LISTA DE EXERCÍCIOS:
1. Extraia do texto sobre a carreira de Gal tudo o que vai desde "Em 1976, Gal" até "início do Tropicalismo.", sem alterar nenhuma palavra.
2. Resuma o texto sobre a carreira de Gal em duas frases.
3. Segundo o texto sobre a carreira de Gal, com qual álbum ela conquistou seu primeiro disco de ouro?

**** TRECHO DO DOCUMENTO ****

Em 1976, Gal se uniu à Maria Bethânia, Caetano Veloso e Gilberto Gil para formar o grupo Doces Bárbaros. A proposta era realizar uma turnê de shows e posteriormente um álbum em comemoração aos dez anos de sucesso de carreira de cada um dos integrantes, que iniciaram juntos na Bahia. O disco apresenta canções inéditas e interpretações emblemáticas, como Esotérico e Um Índio e é uma mescla entre o frescor jovial e o amadurecimento de cada integrante desde o início do Tropicalismo.
Logo, Gal deixou para trás sua vertente vanguardista e passou a se aproximar cada vez mais do popular e carnavalesco. Seu primeiro disco de ouro foi com o álbum Água Viva (1978), que inclui as canções Folhetim e Paula e Bebeto. Porém, sua grande virada estética realmente acontece em Gal Tropical (1979), que teve uma turnê internacional. O álbum foi um sucesso, lhe rendeu seu segundo disco de ouro e emplacou importantes músicas de sua carreira, como a potente Força Estranha e a agitada Balancê.

[Imagem: Reprodução/Instagram/ @galtodas]
Em sequência, continua com grandes êxitos de vendas com Aquarela do Brasil (1980), Fantasia (1981) e Minha Voz (1982). Também é nesse momento que Gal estreiou sua importante parceria com Djavan, que lhe rendeu as gravações de Açaí e Azul. Plural (1990) também é um sucesso de público e crítica. Porém, no início da década a mãe da cantora faleceu, fato que também abalou sua carreira.
Sua retomada ocorreu no disco O Sorriso do Gato de Alice (1993). Em um show dirigido por Gerald Thomas, Gal chocou e provocou, sempre com muita expressividade e potência. Em seguida, a cantora passou a gravar grandes coletâneas de revisitação de compositores como Tom Jobim, Chico Buarque, Caetano Veloso e Gilberto Gil.

**** REGISTROS ****

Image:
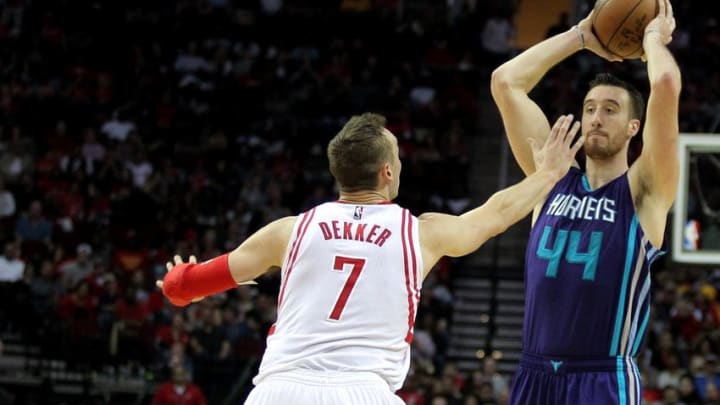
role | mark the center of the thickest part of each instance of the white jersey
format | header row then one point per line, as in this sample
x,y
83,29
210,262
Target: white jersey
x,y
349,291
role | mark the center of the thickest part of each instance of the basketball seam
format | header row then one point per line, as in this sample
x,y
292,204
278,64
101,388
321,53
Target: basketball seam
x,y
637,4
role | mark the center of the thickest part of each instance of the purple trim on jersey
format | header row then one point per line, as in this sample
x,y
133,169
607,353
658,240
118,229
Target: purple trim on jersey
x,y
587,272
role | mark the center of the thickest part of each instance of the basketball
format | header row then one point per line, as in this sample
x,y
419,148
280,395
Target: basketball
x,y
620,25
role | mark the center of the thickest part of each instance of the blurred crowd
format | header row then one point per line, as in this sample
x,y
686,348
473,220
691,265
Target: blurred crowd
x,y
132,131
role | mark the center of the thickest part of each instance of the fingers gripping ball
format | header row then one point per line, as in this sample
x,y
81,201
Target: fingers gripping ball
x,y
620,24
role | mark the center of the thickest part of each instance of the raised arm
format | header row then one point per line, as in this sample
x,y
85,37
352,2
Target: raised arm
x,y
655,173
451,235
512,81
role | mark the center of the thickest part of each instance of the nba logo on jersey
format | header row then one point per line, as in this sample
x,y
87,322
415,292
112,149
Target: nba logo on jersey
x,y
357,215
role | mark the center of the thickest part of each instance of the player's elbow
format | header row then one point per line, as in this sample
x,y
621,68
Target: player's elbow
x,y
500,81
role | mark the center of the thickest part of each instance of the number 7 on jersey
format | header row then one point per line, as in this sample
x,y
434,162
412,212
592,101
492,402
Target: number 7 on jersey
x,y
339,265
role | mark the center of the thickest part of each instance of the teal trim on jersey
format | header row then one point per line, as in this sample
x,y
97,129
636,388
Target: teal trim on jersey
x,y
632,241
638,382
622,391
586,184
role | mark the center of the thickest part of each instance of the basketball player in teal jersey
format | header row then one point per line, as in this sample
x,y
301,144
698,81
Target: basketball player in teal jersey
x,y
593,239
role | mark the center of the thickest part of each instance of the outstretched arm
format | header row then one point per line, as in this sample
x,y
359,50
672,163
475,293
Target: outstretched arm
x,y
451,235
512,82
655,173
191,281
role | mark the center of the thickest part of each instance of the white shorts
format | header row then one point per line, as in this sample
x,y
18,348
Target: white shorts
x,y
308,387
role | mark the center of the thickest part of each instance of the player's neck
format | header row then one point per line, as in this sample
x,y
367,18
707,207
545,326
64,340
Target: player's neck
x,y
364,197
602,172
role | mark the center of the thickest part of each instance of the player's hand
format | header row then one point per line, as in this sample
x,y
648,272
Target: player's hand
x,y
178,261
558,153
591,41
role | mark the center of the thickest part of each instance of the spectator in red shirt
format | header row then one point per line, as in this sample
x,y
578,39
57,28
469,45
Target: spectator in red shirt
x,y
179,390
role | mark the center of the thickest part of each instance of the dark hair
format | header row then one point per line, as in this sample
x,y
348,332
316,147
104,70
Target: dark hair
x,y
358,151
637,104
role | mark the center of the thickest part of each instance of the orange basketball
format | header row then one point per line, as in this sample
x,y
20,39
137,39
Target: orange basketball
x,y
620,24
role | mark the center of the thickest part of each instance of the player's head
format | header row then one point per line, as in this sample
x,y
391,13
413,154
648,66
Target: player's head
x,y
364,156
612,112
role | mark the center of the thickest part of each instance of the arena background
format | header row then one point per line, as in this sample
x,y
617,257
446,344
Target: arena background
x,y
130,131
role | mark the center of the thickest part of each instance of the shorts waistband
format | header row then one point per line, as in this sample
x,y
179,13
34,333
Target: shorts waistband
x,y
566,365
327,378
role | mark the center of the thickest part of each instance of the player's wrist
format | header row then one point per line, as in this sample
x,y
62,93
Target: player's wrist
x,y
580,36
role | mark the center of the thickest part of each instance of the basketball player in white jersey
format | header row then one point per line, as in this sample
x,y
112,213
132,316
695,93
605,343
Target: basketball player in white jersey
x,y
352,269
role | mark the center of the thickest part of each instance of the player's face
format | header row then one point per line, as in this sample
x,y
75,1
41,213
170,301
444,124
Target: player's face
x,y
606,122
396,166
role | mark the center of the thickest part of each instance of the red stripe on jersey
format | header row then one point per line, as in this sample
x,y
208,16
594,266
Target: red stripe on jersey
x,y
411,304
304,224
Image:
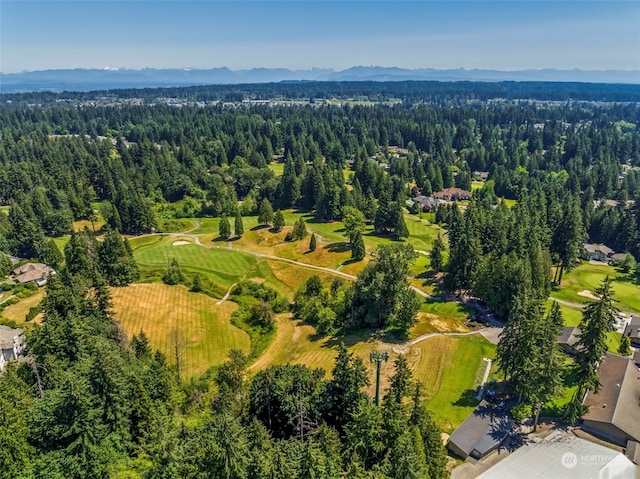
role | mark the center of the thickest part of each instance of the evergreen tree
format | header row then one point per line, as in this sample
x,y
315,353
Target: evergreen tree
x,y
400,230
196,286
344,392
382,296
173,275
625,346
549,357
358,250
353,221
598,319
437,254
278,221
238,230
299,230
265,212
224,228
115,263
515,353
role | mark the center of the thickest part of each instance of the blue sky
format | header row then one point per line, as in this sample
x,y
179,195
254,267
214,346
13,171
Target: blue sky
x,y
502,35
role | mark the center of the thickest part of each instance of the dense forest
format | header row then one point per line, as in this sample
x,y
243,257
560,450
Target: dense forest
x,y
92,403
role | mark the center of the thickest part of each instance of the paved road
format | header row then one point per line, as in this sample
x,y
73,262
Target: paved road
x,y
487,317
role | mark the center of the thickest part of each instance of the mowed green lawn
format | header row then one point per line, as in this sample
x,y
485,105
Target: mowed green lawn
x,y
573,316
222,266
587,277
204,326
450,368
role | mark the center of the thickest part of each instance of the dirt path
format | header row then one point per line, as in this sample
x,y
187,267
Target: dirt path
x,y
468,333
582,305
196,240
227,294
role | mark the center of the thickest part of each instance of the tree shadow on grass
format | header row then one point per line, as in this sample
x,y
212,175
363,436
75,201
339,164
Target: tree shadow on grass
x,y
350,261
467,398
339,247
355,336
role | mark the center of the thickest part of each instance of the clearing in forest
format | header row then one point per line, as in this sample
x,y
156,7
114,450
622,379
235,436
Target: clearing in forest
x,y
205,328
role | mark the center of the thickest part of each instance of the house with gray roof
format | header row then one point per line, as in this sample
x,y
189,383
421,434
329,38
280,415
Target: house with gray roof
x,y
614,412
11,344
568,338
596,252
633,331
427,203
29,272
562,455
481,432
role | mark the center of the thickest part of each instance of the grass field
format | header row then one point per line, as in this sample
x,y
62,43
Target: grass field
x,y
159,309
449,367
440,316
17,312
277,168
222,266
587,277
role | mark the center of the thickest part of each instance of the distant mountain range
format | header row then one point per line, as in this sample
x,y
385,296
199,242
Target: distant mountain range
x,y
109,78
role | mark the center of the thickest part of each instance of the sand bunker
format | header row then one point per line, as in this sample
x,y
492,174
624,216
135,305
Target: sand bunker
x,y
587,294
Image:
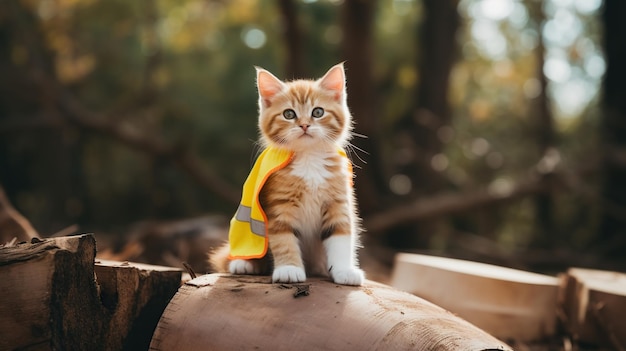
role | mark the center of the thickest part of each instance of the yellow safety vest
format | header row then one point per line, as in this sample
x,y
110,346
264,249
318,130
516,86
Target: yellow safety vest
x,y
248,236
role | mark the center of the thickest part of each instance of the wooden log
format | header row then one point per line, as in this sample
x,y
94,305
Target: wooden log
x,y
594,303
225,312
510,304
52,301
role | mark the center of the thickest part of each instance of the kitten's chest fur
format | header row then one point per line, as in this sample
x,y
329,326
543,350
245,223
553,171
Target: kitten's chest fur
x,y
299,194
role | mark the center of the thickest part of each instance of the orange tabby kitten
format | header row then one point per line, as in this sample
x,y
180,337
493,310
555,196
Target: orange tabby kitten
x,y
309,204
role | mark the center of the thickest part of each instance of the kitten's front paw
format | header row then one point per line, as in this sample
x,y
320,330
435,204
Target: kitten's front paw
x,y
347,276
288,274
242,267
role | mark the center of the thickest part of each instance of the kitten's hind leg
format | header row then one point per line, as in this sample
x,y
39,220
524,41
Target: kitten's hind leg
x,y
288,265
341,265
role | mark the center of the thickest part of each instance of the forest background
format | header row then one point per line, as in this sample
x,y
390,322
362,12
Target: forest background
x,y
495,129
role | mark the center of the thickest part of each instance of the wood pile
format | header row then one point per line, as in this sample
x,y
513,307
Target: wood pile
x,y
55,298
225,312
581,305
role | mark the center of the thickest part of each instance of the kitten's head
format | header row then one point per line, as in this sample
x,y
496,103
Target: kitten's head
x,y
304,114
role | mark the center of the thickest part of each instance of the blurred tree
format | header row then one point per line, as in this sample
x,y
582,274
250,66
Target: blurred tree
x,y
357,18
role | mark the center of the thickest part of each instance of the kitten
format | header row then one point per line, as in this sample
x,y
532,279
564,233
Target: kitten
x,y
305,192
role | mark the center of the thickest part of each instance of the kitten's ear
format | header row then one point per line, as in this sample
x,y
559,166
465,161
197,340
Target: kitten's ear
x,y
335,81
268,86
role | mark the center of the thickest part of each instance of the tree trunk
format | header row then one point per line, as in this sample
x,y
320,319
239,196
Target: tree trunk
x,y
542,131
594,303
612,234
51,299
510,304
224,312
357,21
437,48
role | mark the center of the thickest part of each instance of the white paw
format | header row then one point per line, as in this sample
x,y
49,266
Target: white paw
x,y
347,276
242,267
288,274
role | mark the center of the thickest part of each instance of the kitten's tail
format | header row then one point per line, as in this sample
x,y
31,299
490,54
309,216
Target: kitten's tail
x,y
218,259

****

AS RESPOSTAS:
1.
Em 1976, Gal se uniu à Maria Bethânia, Caetano Veloso e Gilberto Gil para formar o grupo Doces Bárbaros. A proposta era realizar uma turnê de shows e posteriormente um álbum em comemoração aos dez anos de sucesso de carreira de cada um dos integrantes, que iniciaram juntos na Bahia. O disco apresenta canções inéditas e interpretações emblemáticas, como Esotérico e Um Índio e é uma mescla entre o frescor jovial e o amadurecimento de cada integrante desde o início do Tropicalismo.

2. Em 1976, Gal formou o grupo Doces Bárbaros com Maria Bethânia, Caetano Veloso e Gilberto Gil e depois se aproximou do popular, conquistando discos de ouro com Água Viva (1978) e Gal Tropical (1979). Seguiram-se êxitos de vendas nos anos 1980 e o sucesso de Plural (1990), e, após a morte da mãe, ela retomou a carreira com O Sorriso do Gato de Alice (1993) e passou a gravar coletâneas de grandes compositores.

3. Com o álbum Água Viva (1978).